== Annotated photo localization data ==
=== Section Start ===

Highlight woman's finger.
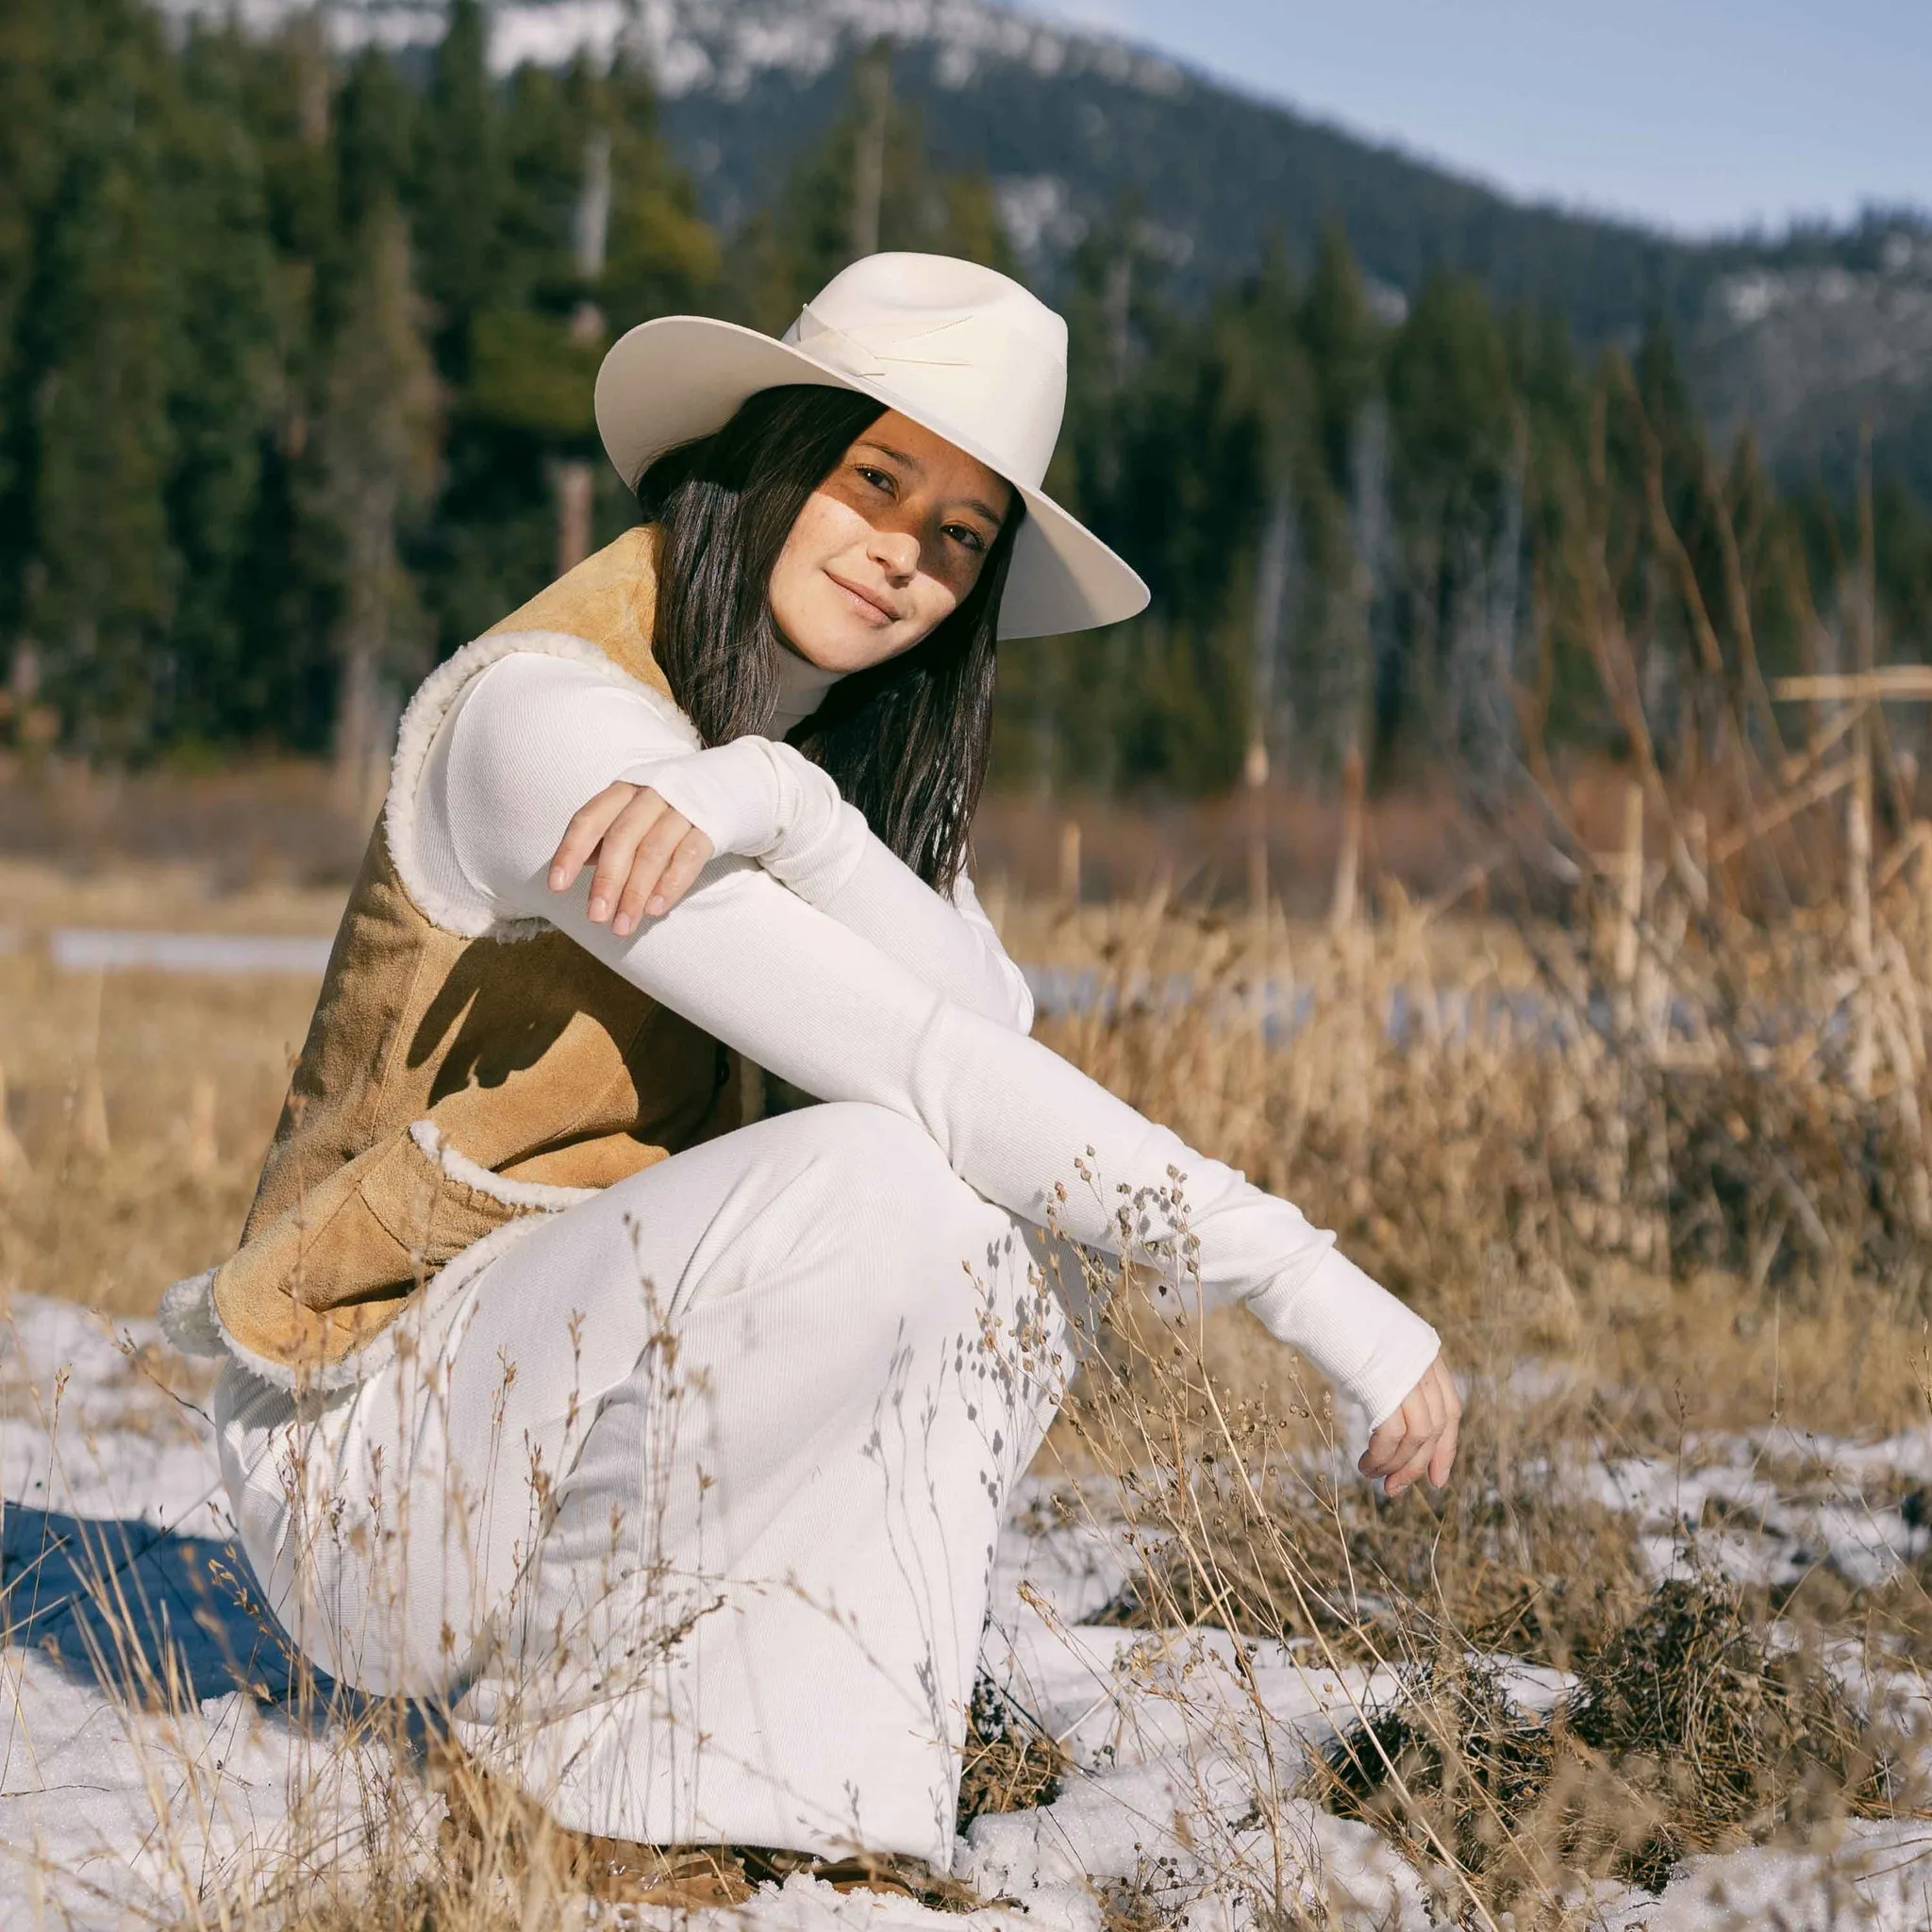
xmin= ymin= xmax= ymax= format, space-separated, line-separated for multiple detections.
xmin=549 ymin=784 xmax=637 ymax=892
xmin=1415 ymin=1370 xmax=1445 ymax=1439
xmin=645 ymin=828 xmax=716 ymax=917
xmin=1427 ymin=1407 xmax=1460 ymax=1488
xmin=1359 ymin=1418 xmax=1399 ymax=1477
xmin=587 ymin=793 xmax=666 ymax=923
xmin=1385 ymin=1433 xmax=1439 ymax=1497
xmin=1360 ymin=1409 xmax=1418 ymax=1479
xmin=611 ymin=808 xmax=695 ymax=936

=== Section End ===

== WHAT YOU HAVE TO DO ==
Without the pictures, return the whole of the data exactly as given.

== EXERCISE RESPONSE ==
Highlight woman's finger.
xmin= ymin= xmax= ymax= format, space-separated, line-separated for multiple detections.
xmin=549 ymin=784 xmax=637 ymax=892
xmin=1415 ymin=1370 xmax=1445 ymax=1439
xmin=645 ymin=828 xmax=716 ymax=917
xmin=1427 ymin=1407 xmax=1460 ymax=1488
xmin=1359 ymin=1418 xmax=1399 ymax=1477
xmin=587 ymin=793 xmax=666 ymax=923
xmin=1385 ymin=1433 xmax=1439 ymax=1497
xmin=1360 ymin=1409 xmax=1418 ymax=1479
xmin=611 ymin=808 xmax=695 ymax=936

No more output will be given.